**About this exercise:** The answer must consist of the entries, copied exactly and in full.

**Records for this task:**
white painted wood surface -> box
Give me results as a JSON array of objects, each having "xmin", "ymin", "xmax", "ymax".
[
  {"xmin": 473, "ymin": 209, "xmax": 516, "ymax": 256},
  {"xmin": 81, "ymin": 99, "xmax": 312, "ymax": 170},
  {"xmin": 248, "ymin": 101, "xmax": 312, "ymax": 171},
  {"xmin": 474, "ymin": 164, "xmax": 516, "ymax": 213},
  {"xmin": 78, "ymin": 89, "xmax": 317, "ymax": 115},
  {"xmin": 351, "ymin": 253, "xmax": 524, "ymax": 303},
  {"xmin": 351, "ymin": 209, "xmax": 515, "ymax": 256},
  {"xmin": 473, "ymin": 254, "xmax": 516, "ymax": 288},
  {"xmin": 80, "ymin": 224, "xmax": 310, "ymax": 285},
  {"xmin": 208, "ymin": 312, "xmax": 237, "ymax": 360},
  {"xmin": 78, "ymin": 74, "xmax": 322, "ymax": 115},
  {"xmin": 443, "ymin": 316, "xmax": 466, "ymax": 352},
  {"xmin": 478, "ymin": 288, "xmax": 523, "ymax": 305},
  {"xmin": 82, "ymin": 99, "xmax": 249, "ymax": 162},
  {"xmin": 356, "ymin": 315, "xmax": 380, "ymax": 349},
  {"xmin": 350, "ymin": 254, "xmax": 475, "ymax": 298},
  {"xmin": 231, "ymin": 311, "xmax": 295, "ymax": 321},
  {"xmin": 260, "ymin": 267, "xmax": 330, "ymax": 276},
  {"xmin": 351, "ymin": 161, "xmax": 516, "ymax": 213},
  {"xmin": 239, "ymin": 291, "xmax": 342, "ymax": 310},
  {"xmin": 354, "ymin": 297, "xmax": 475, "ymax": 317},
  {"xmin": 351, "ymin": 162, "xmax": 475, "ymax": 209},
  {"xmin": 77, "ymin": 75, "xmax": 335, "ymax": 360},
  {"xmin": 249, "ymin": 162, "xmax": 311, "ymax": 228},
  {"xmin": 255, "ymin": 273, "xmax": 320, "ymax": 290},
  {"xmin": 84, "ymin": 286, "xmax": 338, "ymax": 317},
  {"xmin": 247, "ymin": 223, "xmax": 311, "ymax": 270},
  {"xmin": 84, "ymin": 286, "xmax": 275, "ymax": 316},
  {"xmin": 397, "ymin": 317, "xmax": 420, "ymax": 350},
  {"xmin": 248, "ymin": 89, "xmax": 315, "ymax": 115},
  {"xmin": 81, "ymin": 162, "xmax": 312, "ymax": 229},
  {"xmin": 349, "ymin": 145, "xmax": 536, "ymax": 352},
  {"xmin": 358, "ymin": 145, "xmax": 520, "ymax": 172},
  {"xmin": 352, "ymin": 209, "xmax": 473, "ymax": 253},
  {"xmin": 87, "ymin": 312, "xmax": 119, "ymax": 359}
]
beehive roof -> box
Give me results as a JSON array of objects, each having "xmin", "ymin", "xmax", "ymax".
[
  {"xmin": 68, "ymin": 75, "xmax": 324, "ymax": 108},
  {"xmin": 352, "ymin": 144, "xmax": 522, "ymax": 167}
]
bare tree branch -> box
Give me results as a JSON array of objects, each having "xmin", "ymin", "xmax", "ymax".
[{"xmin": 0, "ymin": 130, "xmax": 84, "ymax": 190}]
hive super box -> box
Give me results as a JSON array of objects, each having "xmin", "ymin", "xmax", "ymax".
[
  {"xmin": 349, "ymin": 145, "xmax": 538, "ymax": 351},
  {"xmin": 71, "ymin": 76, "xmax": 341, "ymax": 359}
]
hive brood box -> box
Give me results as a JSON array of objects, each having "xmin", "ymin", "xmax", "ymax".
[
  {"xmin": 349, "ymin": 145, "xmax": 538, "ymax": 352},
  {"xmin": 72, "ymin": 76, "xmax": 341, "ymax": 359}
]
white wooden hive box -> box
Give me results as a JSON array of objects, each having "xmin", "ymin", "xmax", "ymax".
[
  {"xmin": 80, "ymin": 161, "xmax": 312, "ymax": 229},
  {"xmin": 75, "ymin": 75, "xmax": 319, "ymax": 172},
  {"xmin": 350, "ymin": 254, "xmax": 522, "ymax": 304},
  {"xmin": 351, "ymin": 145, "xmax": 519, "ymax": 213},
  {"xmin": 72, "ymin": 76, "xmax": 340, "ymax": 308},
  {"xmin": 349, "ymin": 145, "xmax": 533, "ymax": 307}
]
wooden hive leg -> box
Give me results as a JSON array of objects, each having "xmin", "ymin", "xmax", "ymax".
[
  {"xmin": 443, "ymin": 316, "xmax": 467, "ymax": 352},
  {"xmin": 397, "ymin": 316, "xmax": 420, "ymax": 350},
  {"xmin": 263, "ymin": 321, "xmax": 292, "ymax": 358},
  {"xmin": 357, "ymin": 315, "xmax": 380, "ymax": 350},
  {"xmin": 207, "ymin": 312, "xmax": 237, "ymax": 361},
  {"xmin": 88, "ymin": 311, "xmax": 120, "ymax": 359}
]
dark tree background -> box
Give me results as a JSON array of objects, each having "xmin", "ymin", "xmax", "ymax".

**Answer for this exercise:**
white painted wood surface -> box
Give me results as a JSON array of objects, each having "xmin", "ymin", "xmax", "ymax".
[
  {"xmin": 473, "ymin": 209, "xmax": 516, "ymax": 256},
  {"xmin": 81, "ymin": 99, "xmax": 312, "ymax": 170},
  {"xmin": 248, "ymin": 101, "xmax": 312, "ymax": 171},
  {"xmin": 474, "ymin": 164, "xmax": 516, "ymax": 213},
  {"xmin": 78, "ymin": 89, "xmax": 317, "ymax": 115},
  {"xmin": 351, "ymin": 253, "xmax": 524, "ymax": 303},
  {"xmin": 351, "ymin": 209, "xmax": 515, "ymax": 256},
  {"xmin": 473, "ymin": 254, "xmax": 516, "ymax": 288},
  {"xmin": 80, "ymin": 224, "xmax": 310, "ymax": 285},
  {"xmin": 208, "ymin": 312, "xmax": 237, "ymax": 360},
  {"xmin": 78, "ymin": 74, "xmax": 322, "ymax": 115},
  {"xmin": 443, "ymin": 316, "xmax": 466, "ymax": 352},
  {"xmin": 478, "ymin": 288, "xmax": 523, "ymax": 305},
  {"xmin": 82, "ymin": 99, "xmax": 249, "ymax": 162},
  {"xmin": 356, "ymin": 315, "xmax": 380, "ymax": 349},
  {"xmin": 350, "ymin": 254, "xmax": 475, "ymax": 298},
  {"xmin": 231, "ymin": 311, "xmax": 295, "ymax": 321},
  {"xmin": 260, "ymin": 267, "xmax": 330, "ymax": 276},
  {"xmin": 351, "ymin": 161, "xmax": 516, "ymax": 213},
  {"xmin": 239, "ymin": 291, "xmax": 342, "ymax": 310},
  {"xmin": 354, "ymin": 297, "xmax": 475, "ymax": 317},
  {"xmin": 351, "ymin": 162, "xmax": 475, "ymax": 209},
  {"xmin": 77, "ymin": 75, "xmax": 335, "ymax": 360},
  {"xmin": 249, "ymin": 162, "xmax": 311, "ymax": 228},
  {"xmin": 255, "ymin": 273, "xmax": 320, "ymax": 290},
  {"xmin": 84, "ymin": 286, "xmax": 338, "ymax": 317},
  {"xmin": 247, "ymin": 223, "xmax": 311, "ymax": 270},
  {"xmin": 84, "ymin": 286, "xmax": 275, "ymax": 316},
  {"xmin": 397, "ymin": 317, "xmax": 420, "ymax": 350},
  {"xmin": 248, "ymin": 89, "xmax": 315, "ymax": 115},
  {"xmin": 81, "ymin": 162, "xmax": 312, "ymax": 229},
  {"xmin": 349, "ymin": 145, "xmax": 536, "ymax": 352},
  {"xmin": 358, "ymin": 145, "xmax": 520, "ymax": 172},
  {"xmin": 352, "ymin": 209, "xmax": 473, "ymax": 253},
  {"xmin": 87, "ymin": 312, "xmax": 119, "ymax": 359}
]
beehive roof -> box
Give me results as a JSON array of objects, each having "xmin", "ymin", "xmax", "ymax".
[
  {"xmin": 68, "ymin": 75, "xmax": 324, "ymax": 108},
  {"xmin": 352, "ymin": 144, "xmax": 522, "ymax": 167}
]
bare tree branch -> box
Give me results as a JSON array of objects, each having "xmin", "ymin", "xmax", "ymax".
[{"xmin": 0, "ymin": 130, "xmax": 84, "ymax": 190}]
hive super box -> box
Give me results as a JSON array of objects, each having "xmin", "ymin", "xmax", "ymax".
[
  {"xmin": 349, "ymin": 145, "xmax": 538, "ymax": 351},
  {"xmin": 71, "ymin": 76, "xmax": 341, "ymax": 359}
]
hive brood box -> box
Give me results as a JSON array of objects, each having "xmin", "ymin", "xmax", "ymax".
[
  {"xmin": 349, "ymin": 145, "xmax": 538, "ymax": 352},
  {"xmin": 72, "ymin": 76, "xmax": 341, "ymax": 359}
]
white wooden hive box -> box
Give me results as a JSON array of objects, each having "xmin", "ymin", "xmax", "ymax".
[
  {"xmin": 80, "ymin": 161, "xmax": 312, "ymax": 229},
  {"xmin": 75, "ymin": 75, "xmax": 319, "ymax": 172},
  {"xmin": 350, "ymin": 254, "xmax": 522, "ymax": 304},
  {"xmin": 351, "ymin": 145, "xmax": 519, "ymax": 213},
  {"xmin": 72, "ymin": 76, "xmax": 340, "ymax": 308},
  {"xmin": 349, "ymin": 145, "xmax": 533, "ymax": 307}
]
wooden hive leg -> box
Give me results as a JSON array of objects, each having "xmin", "ymin", "xmax", "ymax".
[
  {"xmin": 443, "ymin": 316, "xmax": 467, "ymax": 352},
  {"xmin": 397, "ymin": 316, "xmax": 420, "ymax": 350},
  {"xmin": 263, "ymin": 321, "xmax": 292, "ymax": 358},
  {"xmin": 357, "ymin": 315, "xmax": 380, "ymax": 350},
  {"xmin": 207, "ymin": 312, "xmax": 237, "ymax": 361},
  {"xmin": 88, "ymin": 311, "xmax": 120, "ymax": 359}
]
dark tree background -> box
Give me results as a JSON array of objects, each having "xmin", "ymin", "xmax", "ymax".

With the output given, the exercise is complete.